[Data entries]
'''
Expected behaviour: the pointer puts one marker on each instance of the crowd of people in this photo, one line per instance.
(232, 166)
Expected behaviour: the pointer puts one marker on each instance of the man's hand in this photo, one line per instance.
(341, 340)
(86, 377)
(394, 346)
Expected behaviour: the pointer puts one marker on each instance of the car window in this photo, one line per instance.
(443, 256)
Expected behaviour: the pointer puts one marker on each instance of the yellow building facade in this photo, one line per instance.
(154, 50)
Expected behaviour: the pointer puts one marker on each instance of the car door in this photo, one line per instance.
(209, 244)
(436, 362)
'''
**Stated goal**
Reproduce the data shown above exactly.

**Answer to this exercise**
Expected behaviour: the pointer puts one marker on each instance of the crowd of people in this photo, one line per instance.
(232, 166)
Expected behaviour: the pointer puts one marker on each instance of the man's hand in this photo, one line per instance.
(341, 340)
(86, 377)
(394, 346)
Expected behaviour: the pointer puts one marker on each instance of the car window in this photo, one line per instance.
(443, 256)
Expected behaviour: the pointer puts one marker on each instance of the yellow building facade in this photo, one line per instance.
(154, 50)
Expected behaviour: the pointer puts one marker on each instance of the car door in this photo, one line per instance.
(209, 244)
(436, 362)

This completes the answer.